→ **作業要件**
1. 予算委員会の議事録で、発言の冒頭に示される発言者名(肩書き付き)を重複なくすべて挙げてください。
2. 予算委員会の議事録を、最後の文の後から書き継いでください。

→ **表示テキスト**
____

中井委員長 トータルで答えてください。(小池委員「女性の部分だけでいいです」と呼ぶ)女性の部分だけでいい。

野田内閣総理大臣 女性の部分については、まさに御指摘のとおり、御意ということでございます。

小池委員 ありがとうございました。

中井委員長 小池議員の御指摘にありましたけれども、当予算委員会におきましては、昨年から、各党各会派の御理解を得て、予算質疑中にかかわりませず、大臣の海外出張については大変御配慮をいただいております。このことに委員長として感謝を申し上げます。

 これにて小池さんの質疑は終了いたしました。

 次に、東順治君。

東(順)委員 おはようございます。公明党の東順治でございます。

 ロシアのプーチン氏が大統領に当選をいたしました。きょうは、最初に、北方領土問題につきまして、総理に現在の御心境みたいなことを伺いたいと思います。

 朝日新聞主筆の若宮氏とプーチン氏とのやりとりの中で、いろいろなことが書かれておりました。

 プーチンさんはもともと柔道家ですよね。だから、柔道の独特の用語を使いながら答えておられましたけれども、最初に、「我々は日本との領土問題を最終的に解決したいと強く思っている。」と、北方領土問題に対する意欲ということを示されたようでございます。そして、「柔道家には大胆な一歩が必要だが、勝つためではなく、負けないためだ。我々は、勝利を手にしなければならないわけではない。必要なのは受け入れ可能な妥協だ。いわば」、ここはわざわざ日本語で言われたそうですが、「「引き分け」のようなものだ。」つまり、今後の北方領土問題について、受け入れ可能な妥協が必要である、こういうふうに言及している。

____

→ **表示データ**
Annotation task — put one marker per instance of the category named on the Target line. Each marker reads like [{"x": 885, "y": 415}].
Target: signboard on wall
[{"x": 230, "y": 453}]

____

→ **各作業の回答**
1.
- 中井委員長
- 野田内閣総理大臣
- 小池委員
- 東(順)委員

2.
 ここで若宮氏が、あなたは引き分けとおっしゃるが、引き分けというのは、つまりそれは二島返還という意味なのか、それだけだったら不十分じゃないかと。プーチン氏はもともと、一九五六年、日ソ共同宣言の平和条約後に歯舞、色丹の日本引き渡しをここで決めましたね、これをスタートラインとして領土問題は考えなきゃいけないということが基本的にプーチン氏のキーワードだったというふうに理解しているんですが、そういう意味から、あなたは引き分けと言うけれども、それには二島では不十分じゃないかという若宮氏の問いかけに対して、「では私が大統領になったら、日本の外務省とロシアの外務省を向かい合わせにして、」これまた日本語で言ったそうなんですが、「「始め」の号令をかけよう。」こういうふうにおっしゃった。

 つまり、その意は、二島プラスアルファの意ではないかというふうに私は感じたんですけれども、こういうやりとりを受けて、総理は電話で祝意を伝えられた、こう伺いました。

 総理も柔道家ですよね。たしか柔道二段ですよね。したがって、これから直接やりとりする中に、結構、柔道用語を使いながらのやりとりみたいなのが出てくるんじゃないかと思いますが、実際に、本当に若宮氏の言うように二島ということだけで終わってしまうと、柔道用語じゃありませんが、待てとかあるいは指導というのが入ってくるんじゃなかろうか、こう思います。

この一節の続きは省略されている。